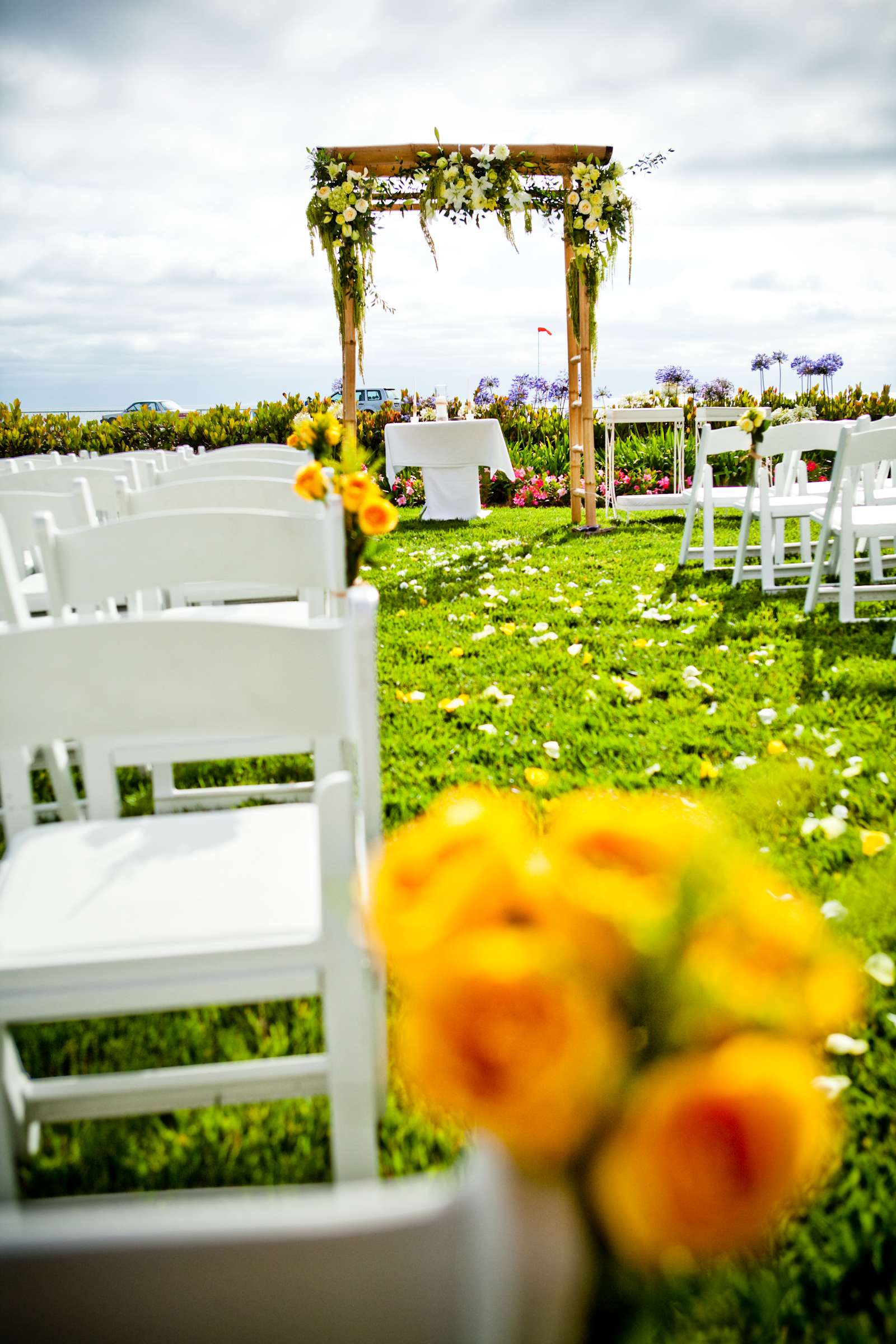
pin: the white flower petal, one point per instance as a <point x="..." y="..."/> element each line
<point x="880" y="967"/>
<point x="839" y="1043"/>
<point x="832" y="1085"/>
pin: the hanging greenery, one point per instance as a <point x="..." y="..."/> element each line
<point x="594" y="210"/>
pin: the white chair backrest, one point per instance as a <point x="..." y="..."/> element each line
<point x="727" y="440"/>
<point x="207" y="468"/>
<point x="216" y="492"/>
<point x="248" y="452"/>
<point x="89" y="565"/>
<point x="72" y="506"/>
<point x="412" y="1261"/>
<point x="104" y="488"/>
<point x="722" y="414"/>
<point x="193" y="682"/>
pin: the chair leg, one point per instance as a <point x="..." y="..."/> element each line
<point x="805" y="541"/>
<point x="8" y="1182"/>
<point x="743" y="536"/>
<point x="847" y="604"/>
<point x="708" y="523"/>
<point x="352" y="1082"/>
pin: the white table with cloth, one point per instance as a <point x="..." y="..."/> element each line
<point x="450" y="455"/>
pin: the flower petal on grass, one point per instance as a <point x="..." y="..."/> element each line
<point x="839" y="1043"/>
<point x="880" y="967"/>
<point x="832" y="1085"/>
<point x="874" y="842"/>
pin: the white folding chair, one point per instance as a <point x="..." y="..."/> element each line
<point x="425" y="1260"/>
<point x="250" y="464"/>
<point x="855" y="514"/>
<point x="707" y="496"/>
<point x="162" y="552"/>
<point x="249" y="452"/>
<point x="153" y="913"/>
<point x="104" y="483"/>
<point x="72" y="506"/>
<point x="790" y="496"/>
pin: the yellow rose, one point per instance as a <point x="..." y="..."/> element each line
<point x="712" y="1150"/>
<point x="504" y="1037"/>
<point x="376" y="516"/>
<point x="765" y="956"/>
<point x="461" y="866"/>
<point x="358" y="488"/>
<point x="311" y="483"/>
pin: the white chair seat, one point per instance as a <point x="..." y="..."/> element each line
<point x="169" y="899"/>
<point x="267" y="613"/>
<point x="868" y="519"/>
<point x="34" y="590"/>
<point x="723" y="495"/>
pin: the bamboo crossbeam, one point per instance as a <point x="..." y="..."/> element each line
<point x="398" y="160"/>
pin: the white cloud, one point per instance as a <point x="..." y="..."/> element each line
<point x="153" y="186"/>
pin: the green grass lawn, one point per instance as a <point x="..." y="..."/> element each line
<point x="503" y="604"/>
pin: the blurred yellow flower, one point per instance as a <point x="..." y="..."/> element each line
<point x="465" y="865"/>
<point x="355" y="489"/>
<point x="874" y="842"/>
<point x="506" y="1038"/>
<point x="311" y="483"/>
<point x="452" y="703"/>
<point x="378" y="516"/>
<point x="763" y="956"/>
<point x="712" y="1151"/>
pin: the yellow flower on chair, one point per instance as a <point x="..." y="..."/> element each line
<point x="378" y="516"/>
<point x="311" y="483"/>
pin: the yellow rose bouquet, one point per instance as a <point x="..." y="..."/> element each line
<point x="754" y="422"/>
<point x="631" y="1002"/>
<point x="366" y="510"/>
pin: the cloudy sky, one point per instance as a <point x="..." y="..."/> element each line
<point x="153" y="179"/>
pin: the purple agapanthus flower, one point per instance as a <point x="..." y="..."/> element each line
<point x="484" y="394"/>
<point x="718" y="391"/>
<point x="672" y="375"/>
<point x="519" y="393"/>
<point x="539" y="386"/>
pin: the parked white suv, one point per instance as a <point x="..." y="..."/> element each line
<point x="372" y="398"/>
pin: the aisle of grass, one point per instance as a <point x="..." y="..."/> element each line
<point x="519" y="635"/>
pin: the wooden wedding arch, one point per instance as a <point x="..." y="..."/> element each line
<point x="553" y="162"/>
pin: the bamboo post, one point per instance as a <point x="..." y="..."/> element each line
<point x="349" y="365"/>
<point x="574" y="401"/>
<point x="587" y="412"/>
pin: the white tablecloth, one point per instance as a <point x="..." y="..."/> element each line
<point x="450" y="455"/>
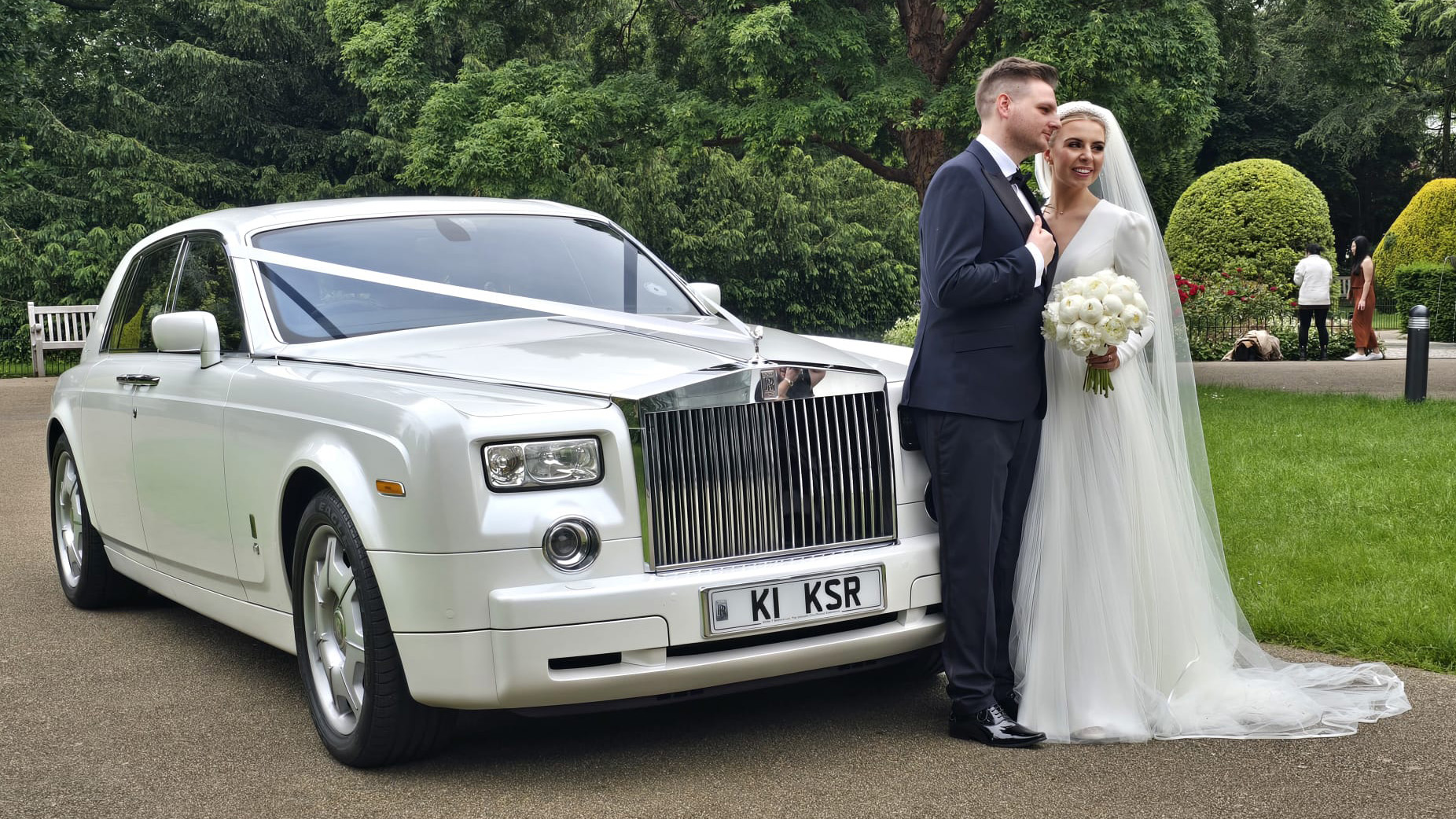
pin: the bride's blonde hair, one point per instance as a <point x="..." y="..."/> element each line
<point x="1076" y="116"/>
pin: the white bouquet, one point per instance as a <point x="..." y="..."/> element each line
<point x="1088" y="313"/>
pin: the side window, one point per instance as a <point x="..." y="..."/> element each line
<point x="143" y="296"/>
<point x="206" y="282"/>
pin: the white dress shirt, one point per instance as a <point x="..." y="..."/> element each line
<point x="1008" y="167"/>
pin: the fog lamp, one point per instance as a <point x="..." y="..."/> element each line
<point x="571" y="545"/>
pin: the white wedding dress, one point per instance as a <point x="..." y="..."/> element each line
<point x="1126" y="626"/>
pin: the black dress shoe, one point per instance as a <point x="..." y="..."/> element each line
<point x="993" y="728"/>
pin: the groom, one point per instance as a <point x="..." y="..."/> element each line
<point x="976" y="389"/>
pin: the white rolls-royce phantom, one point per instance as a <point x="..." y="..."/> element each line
<point x="483" y="454"/>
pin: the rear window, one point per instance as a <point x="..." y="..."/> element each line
<point x="550" y="258"/>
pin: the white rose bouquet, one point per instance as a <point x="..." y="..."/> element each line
<point x="1088" y="313"/>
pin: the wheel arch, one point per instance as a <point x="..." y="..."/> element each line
<point x="300" y="487"/>
<point x="53" y="434"/>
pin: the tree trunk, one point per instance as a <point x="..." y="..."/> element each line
<point x="935" y="56"/>
<point x="1446" y="137"/>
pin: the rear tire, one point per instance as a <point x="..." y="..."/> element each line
<point x="358" y="697"/>
<point x="80" y="557"/>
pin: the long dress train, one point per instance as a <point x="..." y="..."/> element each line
<point x="1126" y="623"/>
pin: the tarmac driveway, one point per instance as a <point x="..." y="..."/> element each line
<point x="157" y="711"/>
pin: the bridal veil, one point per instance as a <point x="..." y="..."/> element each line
<point x="1126" y="620"/>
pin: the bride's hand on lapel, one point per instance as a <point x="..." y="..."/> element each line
<point x="1042" y="239"/>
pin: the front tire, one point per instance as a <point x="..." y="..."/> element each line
<point x="80" y="557"/>
<point x="347" y="656"/>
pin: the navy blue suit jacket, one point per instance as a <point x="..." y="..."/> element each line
<point x="979" y="350"/>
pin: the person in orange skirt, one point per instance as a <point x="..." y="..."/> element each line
<point x="1362" y="292"/>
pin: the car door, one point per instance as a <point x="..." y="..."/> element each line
<point x="126" y="354"/>
<point x="177" y="437"/>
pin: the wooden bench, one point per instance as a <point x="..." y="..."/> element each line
<point x="57" y="328"/>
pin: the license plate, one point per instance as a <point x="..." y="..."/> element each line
<point x="794" y="601"/>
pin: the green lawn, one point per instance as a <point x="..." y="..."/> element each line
<point x="1338" y="520"/>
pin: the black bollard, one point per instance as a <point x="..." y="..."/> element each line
<point x="1417" y="352"/>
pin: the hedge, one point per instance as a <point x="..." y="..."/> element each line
<point x="1433" y="285"/>
<point x="1249" y="219"/>
<point x="1425" y="232"/>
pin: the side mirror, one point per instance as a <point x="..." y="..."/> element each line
<point x="194" y="331"/>
<point x="708" y="292"/>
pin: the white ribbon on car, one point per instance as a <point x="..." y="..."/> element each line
<point x="561" y="309"/>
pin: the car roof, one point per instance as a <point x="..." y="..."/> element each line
<point x="239" y="223"/>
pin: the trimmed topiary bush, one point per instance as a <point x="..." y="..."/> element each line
<point x="1251" y="220"/>
<point x="1433" y="285"/>
<point x="1425" y="232"/>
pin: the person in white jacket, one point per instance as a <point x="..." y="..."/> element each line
<point x="1312" y="275"/>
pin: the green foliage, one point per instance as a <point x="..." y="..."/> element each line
<point x="903" y="332"/>
<point x="1321" y="86"/>
<point x="1430" y="58"/>
<point x="1425" y="232"/>
<point x="1248" y="220"/>
<point x="134" y="116"/>
<point x="1428" y="284"/>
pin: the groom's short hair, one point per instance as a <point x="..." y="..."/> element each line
<point x="1008" y="76"/>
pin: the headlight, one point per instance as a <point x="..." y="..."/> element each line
<point x="542" y="465"/>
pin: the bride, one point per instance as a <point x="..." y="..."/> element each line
<point x="1126" y="623"/>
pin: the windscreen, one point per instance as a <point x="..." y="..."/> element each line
<point x="550" y="258"/>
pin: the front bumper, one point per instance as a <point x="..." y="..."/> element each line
<point x="645" y="634"/>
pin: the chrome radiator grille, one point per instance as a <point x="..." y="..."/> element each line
<point x="752" y="480"/>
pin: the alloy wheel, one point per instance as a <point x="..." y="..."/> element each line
<point x="70" y="520"/>
<point x="335" y="630"/>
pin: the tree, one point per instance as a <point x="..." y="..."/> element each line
<point x="890" y="85"/>
<point x="130" y="116"/>
<point x="887" y="85"/>
<point x="1317" y="83"/>
<point x="1430" y="58"/>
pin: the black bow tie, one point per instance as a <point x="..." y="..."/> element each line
<point x="1020" y="181"/>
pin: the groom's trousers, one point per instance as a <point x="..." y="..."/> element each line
<point x="980" y="483"/>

********

• [Job]
Retype the entries from the line containing "pin: the bride, one" through the end of the entries, keeping every line exactly as it appears.

• [Exercise output]
pin: the bride, one point per instance as a <point x="..." y="..."/> element each line
<point x="1126" y="623"/>
pin: the windscreen, one point per instance as a <point x="..." y="..."/> element each line
<point x="550" y="258"/>
pin: the front bumper, one point per instance as a <point x="..." y="..."/> element each line
<point x="645" y="634"/>
pin: the chrome radiator grille, one point per instance as a <point x="..." y="..."/> element each line
<point x="752" y="480"/>
pin: the alloy wheel, one point per instance as a <point x="..." y="..."/> element each line
<point x="70" y="520"/>
<point x="335" y="630"/>
pin: the tree, one point per instance as a <point x="..." y="..."/> element each line
<point x="890" y="85"/>
<point x="130" y="116"/>
<point x="887" y="85"/>
<point x="1317" y="83"/>
<point x="1430" y="58"/>
pin: the black bow tie, one point per instance as a <point x="..." y="..."/> element each line
<point x="1020" y="181"/>
pin: the groom's trousers, one point per instance as a <point x="..." y="..."/> element each line
<point x="980" y="483"/>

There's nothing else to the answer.